[Opening Given data section]

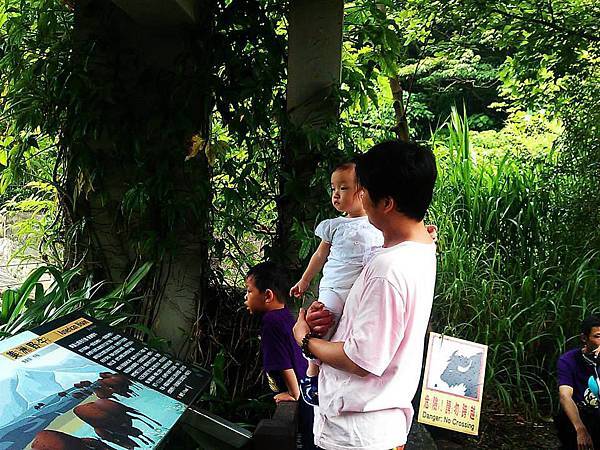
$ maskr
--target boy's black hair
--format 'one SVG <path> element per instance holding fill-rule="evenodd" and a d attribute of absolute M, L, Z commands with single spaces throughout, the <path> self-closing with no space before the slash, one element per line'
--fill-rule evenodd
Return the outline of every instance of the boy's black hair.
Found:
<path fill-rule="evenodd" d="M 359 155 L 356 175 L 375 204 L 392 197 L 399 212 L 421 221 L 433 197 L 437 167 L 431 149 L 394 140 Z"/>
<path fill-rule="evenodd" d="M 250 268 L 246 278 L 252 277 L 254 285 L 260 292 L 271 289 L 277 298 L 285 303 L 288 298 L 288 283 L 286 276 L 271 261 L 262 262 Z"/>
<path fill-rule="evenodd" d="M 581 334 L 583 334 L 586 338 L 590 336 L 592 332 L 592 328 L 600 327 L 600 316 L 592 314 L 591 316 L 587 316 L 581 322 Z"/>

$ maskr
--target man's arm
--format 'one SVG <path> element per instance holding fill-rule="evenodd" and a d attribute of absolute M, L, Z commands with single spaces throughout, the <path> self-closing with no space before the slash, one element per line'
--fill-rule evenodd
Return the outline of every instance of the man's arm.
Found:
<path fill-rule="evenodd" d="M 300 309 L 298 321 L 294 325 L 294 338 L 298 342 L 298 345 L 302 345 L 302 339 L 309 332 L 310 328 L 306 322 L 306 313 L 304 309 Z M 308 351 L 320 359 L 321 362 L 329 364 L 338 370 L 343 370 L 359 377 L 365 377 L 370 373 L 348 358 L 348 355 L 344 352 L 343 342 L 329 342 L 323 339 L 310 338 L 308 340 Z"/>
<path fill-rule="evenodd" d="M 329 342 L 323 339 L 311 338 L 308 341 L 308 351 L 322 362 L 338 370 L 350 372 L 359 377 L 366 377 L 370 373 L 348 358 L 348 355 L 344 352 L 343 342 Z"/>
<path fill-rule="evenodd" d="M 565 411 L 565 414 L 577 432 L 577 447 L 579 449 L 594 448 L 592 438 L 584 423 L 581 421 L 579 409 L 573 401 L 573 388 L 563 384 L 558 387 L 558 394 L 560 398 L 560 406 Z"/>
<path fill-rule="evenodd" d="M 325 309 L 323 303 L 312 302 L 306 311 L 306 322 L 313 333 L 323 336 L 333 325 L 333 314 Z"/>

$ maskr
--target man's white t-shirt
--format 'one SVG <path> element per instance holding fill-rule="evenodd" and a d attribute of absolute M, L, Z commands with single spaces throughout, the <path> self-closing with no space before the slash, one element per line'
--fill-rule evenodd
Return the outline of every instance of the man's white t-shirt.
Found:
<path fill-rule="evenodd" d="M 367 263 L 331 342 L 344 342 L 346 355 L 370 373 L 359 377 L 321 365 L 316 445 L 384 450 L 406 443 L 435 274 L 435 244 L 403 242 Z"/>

[Closing Given data section]

Exercise details:
Filter the entries and copy each line with "shirt".

Exercise answer:
--target man's white t-shirt
Return the outline of every instance of the man's white t-shirt.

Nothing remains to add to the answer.